• DESCRIPTION OF THE TASK: Copy out the lines of the records below verbatim, from the line containing "Please point out the bending" through the end of the records, including both of those lines.

══ SUPPLIED MATERIAL

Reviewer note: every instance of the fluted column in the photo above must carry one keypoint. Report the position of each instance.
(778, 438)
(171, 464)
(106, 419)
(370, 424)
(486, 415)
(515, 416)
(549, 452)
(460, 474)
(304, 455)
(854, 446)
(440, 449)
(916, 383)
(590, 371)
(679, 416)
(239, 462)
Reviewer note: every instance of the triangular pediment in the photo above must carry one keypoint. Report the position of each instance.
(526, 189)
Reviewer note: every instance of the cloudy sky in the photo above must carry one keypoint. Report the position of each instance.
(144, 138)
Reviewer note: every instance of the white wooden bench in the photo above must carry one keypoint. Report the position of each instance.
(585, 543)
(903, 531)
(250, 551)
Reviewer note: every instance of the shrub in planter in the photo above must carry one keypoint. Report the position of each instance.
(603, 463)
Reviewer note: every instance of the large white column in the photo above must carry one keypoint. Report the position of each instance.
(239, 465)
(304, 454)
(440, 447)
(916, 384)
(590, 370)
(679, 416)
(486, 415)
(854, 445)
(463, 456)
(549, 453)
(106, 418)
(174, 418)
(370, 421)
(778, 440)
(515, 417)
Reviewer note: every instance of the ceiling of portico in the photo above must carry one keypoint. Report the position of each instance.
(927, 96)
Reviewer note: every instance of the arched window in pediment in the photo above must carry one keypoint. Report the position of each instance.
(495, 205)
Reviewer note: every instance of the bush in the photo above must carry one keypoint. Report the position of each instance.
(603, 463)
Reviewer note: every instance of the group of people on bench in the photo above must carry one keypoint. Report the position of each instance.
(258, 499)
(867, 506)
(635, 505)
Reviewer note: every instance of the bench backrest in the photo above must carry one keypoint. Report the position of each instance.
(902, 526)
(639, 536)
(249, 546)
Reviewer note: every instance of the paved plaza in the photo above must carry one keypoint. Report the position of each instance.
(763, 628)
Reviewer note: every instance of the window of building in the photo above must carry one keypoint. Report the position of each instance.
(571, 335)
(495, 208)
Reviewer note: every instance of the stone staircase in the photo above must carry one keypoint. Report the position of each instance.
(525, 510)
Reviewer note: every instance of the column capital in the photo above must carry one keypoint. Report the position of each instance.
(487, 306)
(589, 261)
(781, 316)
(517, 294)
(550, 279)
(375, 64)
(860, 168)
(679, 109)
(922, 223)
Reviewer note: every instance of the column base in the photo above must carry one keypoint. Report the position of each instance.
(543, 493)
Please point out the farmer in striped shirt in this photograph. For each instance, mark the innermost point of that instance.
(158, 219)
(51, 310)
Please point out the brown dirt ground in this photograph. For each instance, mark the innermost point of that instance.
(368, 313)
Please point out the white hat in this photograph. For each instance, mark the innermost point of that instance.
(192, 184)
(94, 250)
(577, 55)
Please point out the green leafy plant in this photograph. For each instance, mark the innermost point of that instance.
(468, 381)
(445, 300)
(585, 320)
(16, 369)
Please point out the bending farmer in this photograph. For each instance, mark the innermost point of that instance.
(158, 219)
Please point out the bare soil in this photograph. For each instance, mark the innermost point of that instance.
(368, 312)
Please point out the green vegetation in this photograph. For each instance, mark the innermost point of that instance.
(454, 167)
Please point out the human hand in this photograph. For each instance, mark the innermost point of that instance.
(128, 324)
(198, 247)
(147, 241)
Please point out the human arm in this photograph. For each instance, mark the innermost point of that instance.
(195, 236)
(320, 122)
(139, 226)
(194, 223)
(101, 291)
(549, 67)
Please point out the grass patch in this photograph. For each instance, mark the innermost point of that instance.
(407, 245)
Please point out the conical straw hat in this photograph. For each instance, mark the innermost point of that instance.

════

• REPLY TO THE EXERCISE:
Please point out the bending farmer in this photograph. For each instance, mark the innermost point of that instance.
(158, 219)
Please point out the bare soil in this photograph. For each instance, mark the innermost point of that instance.
(368, 312)
Please point out the green vegetation in this photograph. For each instance, mark the innermost point of that instance.
(454, 167)
Please point out the human hand in this photograph. For each instance, mark the innermost point of that instance.
(128, 324)
(198, 247)
(147, 241)
Please point out the human arm in this photograph. For each instance, mark the innermost point of that instance.
(195, 236)
(320, 122)
(139, 226)
(194, 223)
(101, 291)
(549, 67)
Please point out the grass patch in this photograph. For each instance, mark the innermost point of that instance.
(407, 245)
Please point out the conical straw hat in this photograph. For each instance, mark the innermost point of that instance.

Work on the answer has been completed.